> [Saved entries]
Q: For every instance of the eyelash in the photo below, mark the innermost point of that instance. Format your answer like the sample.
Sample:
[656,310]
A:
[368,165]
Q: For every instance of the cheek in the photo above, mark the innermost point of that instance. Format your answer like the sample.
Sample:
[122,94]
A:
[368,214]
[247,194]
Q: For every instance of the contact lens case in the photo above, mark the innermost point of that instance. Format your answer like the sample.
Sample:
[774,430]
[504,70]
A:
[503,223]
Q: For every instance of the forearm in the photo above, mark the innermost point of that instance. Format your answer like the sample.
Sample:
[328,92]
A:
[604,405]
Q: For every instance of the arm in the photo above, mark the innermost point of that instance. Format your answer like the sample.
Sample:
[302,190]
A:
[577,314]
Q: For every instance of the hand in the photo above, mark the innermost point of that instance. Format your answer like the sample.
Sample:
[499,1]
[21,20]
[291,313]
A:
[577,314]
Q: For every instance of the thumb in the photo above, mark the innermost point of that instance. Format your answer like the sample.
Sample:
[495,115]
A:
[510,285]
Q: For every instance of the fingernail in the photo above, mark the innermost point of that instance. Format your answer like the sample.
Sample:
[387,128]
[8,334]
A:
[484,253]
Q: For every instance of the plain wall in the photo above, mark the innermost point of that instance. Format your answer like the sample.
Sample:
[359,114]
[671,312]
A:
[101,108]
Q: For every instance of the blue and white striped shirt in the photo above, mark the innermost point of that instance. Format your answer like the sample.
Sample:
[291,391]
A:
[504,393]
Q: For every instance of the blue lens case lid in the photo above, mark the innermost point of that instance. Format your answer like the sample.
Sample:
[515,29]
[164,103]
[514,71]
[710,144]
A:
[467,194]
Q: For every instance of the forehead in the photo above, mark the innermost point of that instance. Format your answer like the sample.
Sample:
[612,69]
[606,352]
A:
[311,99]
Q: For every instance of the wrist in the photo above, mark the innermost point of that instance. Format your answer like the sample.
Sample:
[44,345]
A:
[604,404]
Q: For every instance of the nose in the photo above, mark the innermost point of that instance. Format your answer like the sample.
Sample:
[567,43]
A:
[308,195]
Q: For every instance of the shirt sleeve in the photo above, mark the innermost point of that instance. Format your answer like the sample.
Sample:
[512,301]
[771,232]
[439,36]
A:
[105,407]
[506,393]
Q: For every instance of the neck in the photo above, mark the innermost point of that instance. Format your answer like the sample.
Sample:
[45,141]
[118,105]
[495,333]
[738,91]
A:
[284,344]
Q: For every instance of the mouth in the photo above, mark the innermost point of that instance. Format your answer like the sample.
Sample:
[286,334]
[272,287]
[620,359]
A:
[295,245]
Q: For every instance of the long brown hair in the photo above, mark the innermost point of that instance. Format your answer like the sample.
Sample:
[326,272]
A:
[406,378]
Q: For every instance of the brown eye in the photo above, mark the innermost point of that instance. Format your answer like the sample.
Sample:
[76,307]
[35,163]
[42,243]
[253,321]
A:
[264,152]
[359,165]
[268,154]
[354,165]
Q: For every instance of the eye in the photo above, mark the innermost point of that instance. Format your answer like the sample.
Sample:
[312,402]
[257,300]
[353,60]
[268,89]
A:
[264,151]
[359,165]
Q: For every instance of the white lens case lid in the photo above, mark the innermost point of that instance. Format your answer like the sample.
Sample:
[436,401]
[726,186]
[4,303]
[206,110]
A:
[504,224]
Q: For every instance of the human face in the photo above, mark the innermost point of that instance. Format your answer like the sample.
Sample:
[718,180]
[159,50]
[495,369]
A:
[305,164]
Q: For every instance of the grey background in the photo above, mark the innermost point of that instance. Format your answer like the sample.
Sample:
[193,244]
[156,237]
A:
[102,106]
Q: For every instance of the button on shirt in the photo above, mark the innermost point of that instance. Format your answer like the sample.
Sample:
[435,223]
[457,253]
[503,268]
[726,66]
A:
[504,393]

> [Exercise objective]
Exactly as they appear above, copy out all the records.

> [Exercise solution]
Q: For every instance of the eyelash in the photo below, mark the innermost point of that instance. Format your answer like the sample.
Sample:
[656,310]
A:
[368,165]
Q: For every instance of the cheek in the photo above, mark the innermost point of that instance. Format your answer like the sample.
Sample:
[122,94]
A:
[368,214]
[247,194]
Q: For every instance of the contact lens case in the photo above, mark the innermost point of that instance. Format your answer like the sample.
Sample:
[774,430]
[504,70]
A:
[503,223]
Q: For every instance of the forearm in the photo above, mark the innermost point of that instance. Format your answer like the sample.
Sample:
[328,92]
A:
[604,405]
Q: For every instance of the arm in the photo above, mark the innermost point of that instance. Format your answer like the sample.
Sample:
[302,190]
A:
[577,314]
Q: For every instance of the hand in the photo above, mark the innermost point of that instance. Format your answer like the sample.
Sample:
[499,1]
[21,20]
[291,313]
A:
[577,314]
Q: For every instance of the thumb in the photo above, mark the innermost point of that instance. Format your answer like the sample.
Sample:
[495,115]
A:
[510,285]
Q: For every instance of the fingernail in the photo above, mark the innermost point of that instance. Format your answer like the sample.
Sample:
[387,128]
[8,334]
A:
[484,253]
Q: For every instance of the plain wall in the photo above, mark the innermost point of that instance. Format your answer like the sample.
Sample:
[359,114]
[671,312]
A:
[101,108]
Q: For every instance of the blue and white striped shirt in the photo above, mark the innermost point of that instance. Format your answer like the sample.
Sample:
[291,391]
A:
[504,393]
Q: For every instance of the blue lens case lid in the photo above, mark the innermost point of that instance. Format your answer like the sample.
Sample:
[515,29]
[164,103]
[514,71]
[710,144]
A:
[467,194]
Q: For every instance of the forehead in the photo above, mark the innermost point of that instance. Format your answer like the sample.
Sample:
[612,69]
[606,352]
A:
[311,99]
Q: For every instance of the wrist in the photo above, mark the innermost point of that instance. Format your answer like the sample.
Sample:
[44,345]
A:
[604,404]
Q: For every instance of the nose in the photo above, mark the innermost point of that instance. Format your answer like the sample.
Sample:
[567,43]
A:
[308,195]
Q: For every instance of the shirt sleeve in the photo above, mark the innermost point of that instance. Format your answer like the sample.
Sample:
[512,301]
[771,232]
[439,36]
A:
[105,407]
[506,393]
Q: For every instance of the neck in the photo above, mark the innermost point of that instance. Format your answer like the sample.
Sample:
[45,141]
[118,105]
[495,333]
[738,91]
A:
[284,344]
Q: For every instance of the mouth in the photo above, mark the innermost point of that instance. Format your answer like the sample.
Sample:
[286,334]
[272,287]
[620,359]
A:
[295,245]
Q: For every instance of the long brown hair in the photo above, mark the innermost point of that instance. Format your answer like the sample.
Sample:
[326,272]
A:
[406,378]
Q: For every instance of the brown eye in the photo above, mark the innermost point of that instance. Format your answer like the sample.
Sample:
[76,307]
[35,163]
[42,243]
[253,321]
A:
[264,152]
[359,165]
[268,154]
[354,165]
Q: For every instance of the eye in the photo above, mark the innermost point of that instance. Format your answer like the sample.
Sample:
[312,402]
[257,300]
[353,60]
[268,89]
A:
[264,151]
[359,165]
Q: For every instance of the white lens case lid in the photo above, mark the innermost point of that instance. Format your answer like the sample.
Sample:
[436,401]
[726,186]
[4,303]
[206,110]
A:
[504,224]
Q: For every instance of the human face in the photo above, mark the innermost point of that instance. Format your answer like the sample.
Sample:
[718,180]
[159,50]
[495,369]
A:
[305,164]
Q: For every instance of the grey background in the photo above, mark the innermost point of that instance. Format your answer like the sample.
Sample:
[193,244]
[156,237]
A:
[102,106]
Q: For every instance of the button on shirt in the photo above, mark the innermost point of that instance. Format your answer like the sample.
Sample:
[435,223]
[457,253]
[503,268]
[726,66]
A:
[504,393]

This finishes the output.